- _COMPITO SCRITTO 1_: Puoi restituire come lista JSON di stringhe, una per riga e tralasciando le righe vuote, tutto l'elenco dal suo inizio fino alla riga che contiene "[[[0,175],[39,182],[191,96],[191,2],[0,2]]]", estremi compresi?

- _BRANO FORNITO_:
..........
Le
12 proclamazioni al SS. Crocifisso di Monreale
di
Padre Salvatore Basilio Randazzo O.F.M. Conv.
Professore
di Scienze Umane
nella
Facoltà Teologica di Sicilia
San
Giovanni Evangelista
Cultura colta e cultura popolare o qualche volta popolana si alternano in
Monreale tra i componenti delle appartenenze elitarie del Cristo Pantocratore e
del SS. Crocifisso: teologie complesse di culto e di qualifiche culturali
evidentemente sublimanti, ma chiaramente interpretate da soggetti di
differenziata quantità e qualità.
L'educazione ai Misteri (mistagogia) ci potrebbe accompagnare a scoprire
nelle dodici voci dei confrati del SS. Crocifisso i tanti contenuti, assai
significativi che chiameremo: proclamazione.
Dietro proposta-invito del sacerdote Mario Campisi, Parroco responsabile
e proclamante di tale culto, l'adesione allo studio mi ha indotto a meditare per
contemplare.
Il Cristo Pantocratore, centralità originaria del culto monrealese, ha
mediato nell'etimasia l'alternato culto al Crocifisso, come ritrovo di contenuti
e modalità assai validi alla popolarità, essa stessa più idonea ai riflessi
di comportamento esistenziale nel convergere il proprio culto al Crocifisso.
Il culto al Pantocratore, ha spesso in diocesi alterato i sacrosanti
contenuti in quanto, ha provocato in molti gruppi poca teologia e superflua
posizione di comando esagerando e ritorcendo tale comando in distorsioni,
divenute chiara eresia nelle varie ambivalenze di gestione e di comando.
..........
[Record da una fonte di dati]

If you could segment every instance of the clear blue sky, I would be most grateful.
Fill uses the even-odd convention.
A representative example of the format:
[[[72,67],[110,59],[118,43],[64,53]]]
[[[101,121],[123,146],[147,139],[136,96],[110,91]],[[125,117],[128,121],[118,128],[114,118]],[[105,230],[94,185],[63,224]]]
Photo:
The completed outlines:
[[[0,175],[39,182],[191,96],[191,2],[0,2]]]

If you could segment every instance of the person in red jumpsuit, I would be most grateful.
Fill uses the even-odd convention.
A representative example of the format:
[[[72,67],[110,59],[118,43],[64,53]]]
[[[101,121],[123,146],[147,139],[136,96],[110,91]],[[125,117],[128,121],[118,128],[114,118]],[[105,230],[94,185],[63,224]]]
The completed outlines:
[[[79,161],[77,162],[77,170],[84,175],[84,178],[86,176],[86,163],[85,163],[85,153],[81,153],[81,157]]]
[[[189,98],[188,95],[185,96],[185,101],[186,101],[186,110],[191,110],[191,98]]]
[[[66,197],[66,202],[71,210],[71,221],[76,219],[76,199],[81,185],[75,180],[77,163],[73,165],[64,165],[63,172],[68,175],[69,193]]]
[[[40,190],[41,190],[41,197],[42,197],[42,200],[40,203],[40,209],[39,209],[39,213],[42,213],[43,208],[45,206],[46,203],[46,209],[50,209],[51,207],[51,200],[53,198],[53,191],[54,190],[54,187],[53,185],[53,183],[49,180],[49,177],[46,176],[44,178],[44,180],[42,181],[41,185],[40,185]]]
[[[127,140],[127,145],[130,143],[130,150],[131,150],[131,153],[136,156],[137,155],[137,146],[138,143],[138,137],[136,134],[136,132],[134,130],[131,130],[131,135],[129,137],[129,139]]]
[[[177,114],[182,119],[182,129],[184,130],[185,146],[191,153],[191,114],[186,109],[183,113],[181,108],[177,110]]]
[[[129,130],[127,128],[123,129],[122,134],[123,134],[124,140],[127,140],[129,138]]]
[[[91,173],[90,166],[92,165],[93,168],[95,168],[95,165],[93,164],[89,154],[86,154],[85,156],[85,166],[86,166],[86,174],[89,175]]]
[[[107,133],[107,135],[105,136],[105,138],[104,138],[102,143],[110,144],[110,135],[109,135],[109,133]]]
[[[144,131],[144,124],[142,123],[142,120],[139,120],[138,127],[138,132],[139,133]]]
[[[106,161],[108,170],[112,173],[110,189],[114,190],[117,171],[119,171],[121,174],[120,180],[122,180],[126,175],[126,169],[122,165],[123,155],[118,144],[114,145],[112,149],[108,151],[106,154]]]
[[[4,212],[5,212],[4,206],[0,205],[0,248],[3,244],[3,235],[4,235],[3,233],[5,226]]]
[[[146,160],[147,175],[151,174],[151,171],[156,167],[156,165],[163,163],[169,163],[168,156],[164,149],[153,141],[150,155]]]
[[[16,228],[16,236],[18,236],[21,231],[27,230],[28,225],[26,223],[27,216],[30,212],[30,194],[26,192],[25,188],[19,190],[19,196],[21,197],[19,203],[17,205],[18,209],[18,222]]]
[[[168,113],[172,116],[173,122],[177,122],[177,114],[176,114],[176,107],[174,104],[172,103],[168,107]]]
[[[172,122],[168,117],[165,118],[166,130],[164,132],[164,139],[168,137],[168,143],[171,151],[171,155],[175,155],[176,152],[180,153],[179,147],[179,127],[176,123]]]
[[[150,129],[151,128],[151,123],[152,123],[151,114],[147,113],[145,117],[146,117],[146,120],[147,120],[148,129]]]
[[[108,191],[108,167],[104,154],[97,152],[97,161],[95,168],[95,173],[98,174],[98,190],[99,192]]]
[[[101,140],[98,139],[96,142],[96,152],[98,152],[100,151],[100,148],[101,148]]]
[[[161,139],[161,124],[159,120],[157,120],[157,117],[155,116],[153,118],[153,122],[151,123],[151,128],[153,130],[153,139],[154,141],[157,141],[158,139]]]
..........
- _COMPITO SCRITTO 2_:
Rispondi a queste domande sul brano:
(a) Chi ha proposto lo studio all'autore?
(b) Con quale termine tra parentesi viene indicata l'educazione ai Misteri?
(c) Qual è la centralità originaria del culto monrealese?

- _RISPOSTA SCRITTA 1_:
[
  "If you could segment every instance of the clear blue sky, I would be most grateful.",
  "Fill uses the even-odd convention.",
  "A representative example of the format:",
  "[[[72,67],[110,59],[118,43],[64,53]]]",
  "[[[101,121],[123,146],[147,139],[136,96],[110,91]],[[125,117],[128,121],[118,128],[114,118]],[[105,230],[94,185],[63,224]]]",
  "Photo:",
  "The completed outlines:",
  "[[[0,175],[39,182],[191,96],[191,2],[0,2]]]"
]

- _RISPOSTA SCRITTA 2_:
(a) Il sacerdote Mario Campisi, parroco responsabile e proclamante del culto.
(b) Mistagogia.
(c) Il Cristo Pantocratore.